Requirements: Locate each row below that contains the word "tractor" and copy those rows in full.
________
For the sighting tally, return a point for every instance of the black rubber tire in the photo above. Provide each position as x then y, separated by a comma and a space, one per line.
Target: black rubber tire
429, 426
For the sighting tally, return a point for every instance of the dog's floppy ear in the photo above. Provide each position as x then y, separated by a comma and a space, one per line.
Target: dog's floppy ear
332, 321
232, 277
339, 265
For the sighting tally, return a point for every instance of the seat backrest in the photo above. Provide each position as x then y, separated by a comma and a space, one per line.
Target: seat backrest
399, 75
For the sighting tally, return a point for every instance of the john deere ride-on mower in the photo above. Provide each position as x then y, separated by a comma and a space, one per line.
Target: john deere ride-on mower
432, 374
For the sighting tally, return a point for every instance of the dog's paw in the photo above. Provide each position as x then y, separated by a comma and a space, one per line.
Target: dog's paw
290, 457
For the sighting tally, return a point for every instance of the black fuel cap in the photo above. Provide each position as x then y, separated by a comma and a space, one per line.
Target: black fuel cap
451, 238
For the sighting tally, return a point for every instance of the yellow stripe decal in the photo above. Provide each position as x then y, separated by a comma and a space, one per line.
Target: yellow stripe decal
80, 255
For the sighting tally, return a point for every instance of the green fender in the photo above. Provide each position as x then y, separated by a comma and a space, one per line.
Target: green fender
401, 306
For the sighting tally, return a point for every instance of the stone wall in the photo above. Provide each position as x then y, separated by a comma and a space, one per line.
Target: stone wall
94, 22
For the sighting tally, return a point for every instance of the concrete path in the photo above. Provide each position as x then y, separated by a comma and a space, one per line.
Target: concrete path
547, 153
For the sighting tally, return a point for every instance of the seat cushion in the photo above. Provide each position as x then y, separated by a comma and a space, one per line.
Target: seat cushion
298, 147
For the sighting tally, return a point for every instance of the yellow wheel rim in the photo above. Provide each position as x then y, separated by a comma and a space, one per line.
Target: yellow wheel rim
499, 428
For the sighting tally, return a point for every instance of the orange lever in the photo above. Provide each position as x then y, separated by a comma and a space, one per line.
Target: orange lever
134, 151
________
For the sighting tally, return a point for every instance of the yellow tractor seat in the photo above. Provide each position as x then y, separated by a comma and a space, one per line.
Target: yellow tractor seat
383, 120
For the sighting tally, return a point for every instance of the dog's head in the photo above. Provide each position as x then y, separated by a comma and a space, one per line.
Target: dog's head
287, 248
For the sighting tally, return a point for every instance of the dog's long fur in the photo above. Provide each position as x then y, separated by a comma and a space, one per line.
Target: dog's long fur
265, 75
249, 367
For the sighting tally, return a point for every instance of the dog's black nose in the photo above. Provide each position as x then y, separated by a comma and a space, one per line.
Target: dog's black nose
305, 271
________
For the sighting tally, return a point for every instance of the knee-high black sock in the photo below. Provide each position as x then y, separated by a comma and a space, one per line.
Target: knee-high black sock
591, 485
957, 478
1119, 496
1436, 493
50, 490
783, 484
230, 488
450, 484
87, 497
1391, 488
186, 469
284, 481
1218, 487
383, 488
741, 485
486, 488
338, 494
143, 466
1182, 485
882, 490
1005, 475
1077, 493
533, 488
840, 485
________
Worked solution:
For the sighting tally, return a point for every instance of the yellow tractor seat in the photo above. Provide each position as x then y, separated by a comma and a space, one per line.
Target: yellow tractor seat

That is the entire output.